**ABOUT THIS EXERCISE**
Reproduce the project rubric text from "Objectives: The purpose" to "cardiology inpatient unit." word for word.

Assessment Demonstrates ability to identify and weigh key strengths and limitations of the statistical methods and their application Identifies key strengths and limitations of the statistical methods and their application in own term Identifies key strengths and limitations of the statistical methods and their application already stated by others

Synthesis Synthesizes information by developing or applying a relevant structure Summarizes information but unable to prioritize important information Gathers information unevenly

Writing Writes clearly and concisely with sufficient detail and appropriate citation*; exhibits the development of own writing style beyond grammatically correct use of language Writes clearly with appropriate citation* and mostly grammatically correct use of language Unable to write clearly; unable to cite appropriately*; and/or the use of language often grammatically incorrect

*Note that, in this project, no citation is necessary

Example：

Background: Cardiovascular disease (CVD) is a serious problem in Canada. As our population ages this risk is only expected to increase, therefore it is imperative that we understand the nature of CVD and how CVD-related conditions relate to death.

Objectives: The purpose of this research is to investigate the relationship between CVD indicators and survival in amongst patients discharged from a cardiology inpatient unit.

Methods: 500 consecutive patients were taken from the QEII health sciences centre cardiology unit starting January 1, 2013. For all 500 patients information on their age, sex, height and weight, blood pressure, and history of both heart attack and diabetes were captured at the time of discharge, and then their survival 5-years after discharged was captured. BMI and hypertensive status variables were both created as 4-level ordinal variables.

**DATA FOR REVIEW**

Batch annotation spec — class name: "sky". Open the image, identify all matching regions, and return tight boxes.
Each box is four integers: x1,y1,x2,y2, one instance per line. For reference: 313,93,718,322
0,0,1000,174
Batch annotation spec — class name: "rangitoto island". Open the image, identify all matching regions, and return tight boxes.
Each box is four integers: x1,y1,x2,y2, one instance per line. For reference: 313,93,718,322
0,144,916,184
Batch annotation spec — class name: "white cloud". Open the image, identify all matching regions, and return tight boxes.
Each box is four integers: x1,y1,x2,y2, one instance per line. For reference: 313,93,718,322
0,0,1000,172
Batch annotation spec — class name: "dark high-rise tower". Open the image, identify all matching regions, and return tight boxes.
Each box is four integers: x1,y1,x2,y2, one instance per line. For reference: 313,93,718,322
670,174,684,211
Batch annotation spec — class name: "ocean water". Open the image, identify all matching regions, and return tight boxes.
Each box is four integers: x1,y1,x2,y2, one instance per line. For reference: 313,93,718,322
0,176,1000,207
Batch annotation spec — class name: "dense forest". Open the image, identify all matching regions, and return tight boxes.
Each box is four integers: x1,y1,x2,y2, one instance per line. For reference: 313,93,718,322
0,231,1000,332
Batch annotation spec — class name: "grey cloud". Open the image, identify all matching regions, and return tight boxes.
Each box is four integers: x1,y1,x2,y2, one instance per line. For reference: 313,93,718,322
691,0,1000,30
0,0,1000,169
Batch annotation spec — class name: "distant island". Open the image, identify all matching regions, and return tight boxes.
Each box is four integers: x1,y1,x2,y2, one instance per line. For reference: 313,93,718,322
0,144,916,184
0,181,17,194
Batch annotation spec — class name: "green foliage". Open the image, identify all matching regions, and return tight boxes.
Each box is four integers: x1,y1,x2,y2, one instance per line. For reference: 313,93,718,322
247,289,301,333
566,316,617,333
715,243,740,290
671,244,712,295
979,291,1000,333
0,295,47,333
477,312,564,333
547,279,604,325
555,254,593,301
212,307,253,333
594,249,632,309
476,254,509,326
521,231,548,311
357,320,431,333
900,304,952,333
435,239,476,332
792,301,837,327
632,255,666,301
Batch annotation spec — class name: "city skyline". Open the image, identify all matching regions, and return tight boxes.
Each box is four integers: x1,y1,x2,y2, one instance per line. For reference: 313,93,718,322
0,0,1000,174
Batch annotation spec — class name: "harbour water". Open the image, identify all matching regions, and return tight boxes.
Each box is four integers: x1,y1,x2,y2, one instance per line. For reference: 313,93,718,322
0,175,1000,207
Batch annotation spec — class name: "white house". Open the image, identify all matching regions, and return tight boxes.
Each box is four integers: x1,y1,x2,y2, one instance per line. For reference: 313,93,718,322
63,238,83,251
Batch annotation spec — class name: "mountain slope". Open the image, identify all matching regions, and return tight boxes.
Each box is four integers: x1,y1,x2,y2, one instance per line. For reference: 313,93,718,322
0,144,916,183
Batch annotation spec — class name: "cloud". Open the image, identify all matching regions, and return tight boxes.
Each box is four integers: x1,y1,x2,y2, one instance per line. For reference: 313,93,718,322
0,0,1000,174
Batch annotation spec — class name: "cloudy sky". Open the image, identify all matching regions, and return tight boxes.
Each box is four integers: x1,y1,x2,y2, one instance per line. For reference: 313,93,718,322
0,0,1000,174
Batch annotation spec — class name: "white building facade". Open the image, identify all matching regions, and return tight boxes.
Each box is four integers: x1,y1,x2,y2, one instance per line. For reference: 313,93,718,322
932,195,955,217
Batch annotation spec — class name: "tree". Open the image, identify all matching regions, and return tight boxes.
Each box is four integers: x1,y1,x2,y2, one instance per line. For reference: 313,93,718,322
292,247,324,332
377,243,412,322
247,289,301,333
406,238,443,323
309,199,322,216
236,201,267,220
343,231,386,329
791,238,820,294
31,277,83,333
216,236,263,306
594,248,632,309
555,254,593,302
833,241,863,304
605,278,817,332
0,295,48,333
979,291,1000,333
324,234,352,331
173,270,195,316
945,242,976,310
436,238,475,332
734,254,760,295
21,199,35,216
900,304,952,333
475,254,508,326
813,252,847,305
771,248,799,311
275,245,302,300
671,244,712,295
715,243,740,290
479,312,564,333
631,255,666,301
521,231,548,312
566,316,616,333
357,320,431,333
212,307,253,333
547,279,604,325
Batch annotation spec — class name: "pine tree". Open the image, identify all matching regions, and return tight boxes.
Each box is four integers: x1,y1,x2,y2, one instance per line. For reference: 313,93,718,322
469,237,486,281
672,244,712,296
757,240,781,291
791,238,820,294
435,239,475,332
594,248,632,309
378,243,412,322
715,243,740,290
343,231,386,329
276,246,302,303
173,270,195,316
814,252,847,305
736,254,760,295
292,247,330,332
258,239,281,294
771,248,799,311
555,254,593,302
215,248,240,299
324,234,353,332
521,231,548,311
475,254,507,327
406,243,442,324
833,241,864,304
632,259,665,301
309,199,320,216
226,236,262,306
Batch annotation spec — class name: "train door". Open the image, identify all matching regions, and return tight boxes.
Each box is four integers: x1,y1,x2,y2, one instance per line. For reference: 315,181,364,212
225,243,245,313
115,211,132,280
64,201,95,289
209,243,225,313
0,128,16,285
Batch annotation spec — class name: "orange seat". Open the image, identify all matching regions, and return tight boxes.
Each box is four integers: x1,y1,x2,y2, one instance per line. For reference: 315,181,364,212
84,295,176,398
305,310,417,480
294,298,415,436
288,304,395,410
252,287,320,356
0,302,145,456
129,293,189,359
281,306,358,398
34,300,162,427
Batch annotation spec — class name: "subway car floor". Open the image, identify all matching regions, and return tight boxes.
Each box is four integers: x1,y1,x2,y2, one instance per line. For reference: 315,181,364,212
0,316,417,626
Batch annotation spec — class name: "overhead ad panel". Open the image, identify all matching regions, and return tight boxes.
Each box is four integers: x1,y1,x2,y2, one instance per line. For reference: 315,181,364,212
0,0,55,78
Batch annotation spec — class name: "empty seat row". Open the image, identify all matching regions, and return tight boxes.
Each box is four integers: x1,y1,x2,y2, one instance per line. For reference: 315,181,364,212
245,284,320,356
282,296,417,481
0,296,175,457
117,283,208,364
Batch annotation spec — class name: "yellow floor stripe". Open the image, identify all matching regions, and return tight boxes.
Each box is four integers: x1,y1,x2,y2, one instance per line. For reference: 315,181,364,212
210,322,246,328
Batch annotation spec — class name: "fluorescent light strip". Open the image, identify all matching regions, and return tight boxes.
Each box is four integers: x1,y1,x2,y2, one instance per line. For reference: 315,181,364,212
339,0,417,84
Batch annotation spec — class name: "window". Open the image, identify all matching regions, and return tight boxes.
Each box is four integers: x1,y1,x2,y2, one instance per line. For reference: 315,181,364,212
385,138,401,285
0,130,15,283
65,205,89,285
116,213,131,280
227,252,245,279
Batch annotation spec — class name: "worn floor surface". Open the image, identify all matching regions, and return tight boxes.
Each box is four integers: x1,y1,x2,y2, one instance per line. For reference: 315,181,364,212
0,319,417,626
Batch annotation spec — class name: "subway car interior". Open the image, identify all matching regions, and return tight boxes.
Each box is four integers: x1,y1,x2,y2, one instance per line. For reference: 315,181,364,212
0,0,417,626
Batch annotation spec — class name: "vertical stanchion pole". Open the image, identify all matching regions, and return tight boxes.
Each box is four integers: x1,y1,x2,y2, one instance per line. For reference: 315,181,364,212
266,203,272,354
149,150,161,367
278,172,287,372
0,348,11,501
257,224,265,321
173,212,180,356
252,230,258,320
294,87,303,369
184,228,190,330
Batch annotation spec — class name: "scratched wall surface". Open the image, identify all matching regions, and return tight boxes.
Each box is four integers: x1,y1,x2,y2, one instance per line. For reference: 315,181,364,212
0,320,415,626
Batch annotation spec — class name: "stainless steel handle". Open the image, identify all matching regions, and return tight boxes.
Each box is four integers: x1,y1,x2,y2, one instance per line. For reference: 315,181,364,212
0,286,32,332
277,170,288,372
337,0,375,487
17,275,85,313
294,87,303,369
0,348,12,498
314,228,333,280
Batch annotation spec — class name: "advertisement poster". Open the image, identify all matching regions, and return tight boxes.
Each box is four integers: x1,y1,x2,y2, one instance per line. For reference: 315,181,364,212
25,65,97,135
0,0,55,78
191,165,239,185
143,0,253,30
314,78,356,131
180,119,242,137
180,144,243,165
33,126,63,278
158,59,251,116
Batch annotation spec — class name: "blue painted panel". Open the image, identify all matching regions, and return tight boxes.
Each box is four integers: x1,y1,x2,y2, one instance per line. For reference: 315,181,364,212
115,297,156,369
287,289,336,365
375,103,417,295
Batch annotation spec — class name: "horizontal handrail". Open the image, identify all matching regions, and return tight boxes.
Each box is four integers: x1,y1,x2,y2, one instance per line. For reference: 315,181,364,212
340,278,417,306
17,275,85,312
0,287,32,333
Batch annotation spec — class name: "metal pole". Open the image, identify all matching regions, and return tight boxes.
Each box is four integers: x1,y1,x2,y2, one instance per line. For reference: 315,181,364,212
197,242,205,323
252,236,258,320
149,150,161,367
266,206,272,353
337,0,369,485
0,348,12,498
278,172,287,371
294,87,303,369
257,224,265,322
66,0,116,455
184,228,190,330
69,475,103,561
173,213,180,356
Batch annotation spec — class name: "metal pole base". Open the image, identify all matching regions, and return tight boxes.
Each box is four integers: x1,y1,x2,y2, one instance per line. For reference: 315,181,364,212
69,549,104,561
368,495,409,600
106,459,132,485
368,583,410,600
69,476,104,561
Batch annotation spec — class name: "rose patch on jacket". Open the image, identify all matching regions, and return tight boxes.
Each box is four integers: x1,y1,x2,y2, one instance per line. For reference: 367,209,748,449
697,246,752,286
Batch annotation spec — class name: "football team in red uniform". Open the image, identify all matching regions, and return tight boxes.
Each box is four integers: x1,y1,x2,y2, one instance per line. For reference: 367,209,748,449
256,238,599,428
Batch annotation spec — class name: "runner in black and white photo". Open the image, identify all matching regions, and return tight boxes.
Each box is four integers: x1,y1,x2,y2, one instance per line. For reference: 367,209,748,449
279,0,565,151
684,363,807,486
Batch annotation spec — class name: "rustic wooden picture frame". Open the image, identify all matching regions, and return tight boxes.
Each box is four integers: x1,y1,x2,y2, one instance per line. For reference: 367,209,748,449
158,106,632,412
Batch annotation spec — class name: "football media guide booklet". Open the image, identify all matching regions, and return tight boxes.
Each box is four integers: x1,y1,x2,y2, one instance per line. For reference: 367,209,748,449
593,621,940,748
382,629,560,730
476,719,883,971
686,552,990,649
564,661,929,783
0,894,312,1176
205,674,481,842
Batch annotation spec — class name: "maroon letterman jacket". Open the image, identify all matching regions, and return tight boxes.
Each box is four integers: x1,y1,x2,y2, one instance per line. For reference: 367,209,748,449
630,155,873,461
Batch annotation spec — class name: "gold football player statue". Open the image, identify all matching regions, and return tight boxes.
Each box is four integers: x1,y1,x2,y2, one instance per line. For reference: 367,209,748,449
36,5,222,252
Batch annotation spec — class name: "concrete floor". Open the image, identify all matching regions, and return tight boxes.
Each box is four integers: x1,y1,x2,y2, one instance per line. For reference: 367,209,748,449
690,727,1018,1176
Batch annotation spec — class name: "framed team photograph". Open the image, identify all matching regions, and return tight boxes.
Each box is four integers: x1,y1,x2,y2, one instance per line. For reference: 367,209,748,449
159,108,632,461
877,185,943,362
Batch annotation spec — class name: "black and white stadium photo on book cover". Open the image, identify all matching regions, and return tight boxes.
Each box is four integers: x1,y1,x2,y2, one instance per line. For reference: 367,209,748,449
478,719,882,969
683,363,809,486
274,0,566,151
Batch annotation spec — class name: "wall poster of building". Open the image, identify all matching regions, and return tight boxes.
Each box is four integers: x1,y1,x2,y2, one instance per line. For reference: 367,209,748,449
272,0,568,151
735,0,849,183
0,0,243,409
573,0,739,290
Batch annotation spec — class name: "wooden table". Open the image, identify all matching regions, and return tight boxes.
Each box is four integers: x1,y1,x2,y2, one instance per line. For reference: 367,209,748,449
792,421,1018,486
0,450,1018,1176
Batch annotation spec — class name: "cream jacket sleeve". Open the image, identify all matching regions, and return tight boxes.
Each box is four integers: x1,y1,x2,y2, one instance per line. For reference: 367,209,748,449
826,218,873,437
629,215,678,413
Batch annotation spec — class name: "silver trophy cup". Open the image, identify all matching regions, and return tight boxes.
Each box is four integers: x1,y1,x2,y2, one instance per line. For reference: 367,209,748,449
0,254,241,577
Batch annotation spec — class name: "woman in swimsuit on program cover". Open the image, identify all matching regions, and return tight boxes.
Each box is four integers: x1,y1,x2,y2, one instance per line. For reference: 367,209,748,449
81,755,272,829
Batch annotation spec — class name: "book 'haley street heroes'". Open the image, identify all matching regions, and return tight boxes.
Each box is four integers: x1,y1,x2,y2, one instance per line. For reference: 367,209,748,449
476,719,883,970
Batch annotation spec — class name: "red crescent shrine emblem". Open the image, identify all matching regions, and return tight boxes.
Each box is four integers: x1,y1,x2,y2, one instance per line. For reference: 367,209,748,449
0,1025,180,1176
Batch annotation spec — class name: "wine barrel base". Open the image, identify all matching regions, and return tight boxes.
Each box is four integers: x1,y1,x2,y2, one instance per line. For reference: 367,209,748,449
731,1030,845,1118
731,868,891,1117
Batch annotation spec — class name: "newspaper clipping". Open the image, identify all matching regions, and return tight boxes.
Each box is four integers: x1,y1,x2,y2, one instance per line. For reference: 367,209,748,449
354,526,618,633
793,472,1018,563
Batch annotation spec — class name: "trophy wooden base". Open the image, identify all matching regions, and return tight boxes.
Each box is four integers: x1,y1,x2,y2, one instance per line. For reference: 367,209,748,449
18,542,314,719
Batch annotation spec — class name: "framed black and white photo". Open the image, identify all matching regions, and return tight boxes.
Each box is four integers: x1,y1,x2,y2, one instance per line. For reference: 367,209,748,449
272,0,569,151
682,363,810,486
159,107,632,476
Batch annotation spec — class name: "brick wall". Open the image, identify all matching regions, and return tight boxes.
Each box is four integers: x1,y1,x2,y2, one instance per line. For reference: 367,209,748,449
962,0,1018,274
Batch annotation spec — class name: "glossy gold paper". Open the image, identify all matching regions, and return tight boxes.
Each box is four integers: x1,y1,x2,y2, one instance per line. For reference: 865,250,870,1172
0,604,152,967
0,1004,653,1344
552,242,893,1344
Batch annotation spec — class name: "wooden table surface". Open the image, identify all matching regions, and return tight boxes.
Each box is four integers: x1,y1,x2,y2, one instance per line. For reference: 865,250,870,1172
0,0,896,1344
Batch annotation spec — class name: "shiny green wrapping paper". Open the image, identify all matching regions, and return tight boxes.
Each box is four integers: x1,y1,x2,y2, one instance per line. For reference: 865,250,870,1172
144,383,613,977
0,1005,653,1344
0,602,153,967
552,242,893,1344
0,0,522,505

**EXERCISE RESPONSE**
Objectives: The purpose of this research is to investigate the relationship between CVD indicators and survival in amongst patients discharged from a cardiology inpatient unit.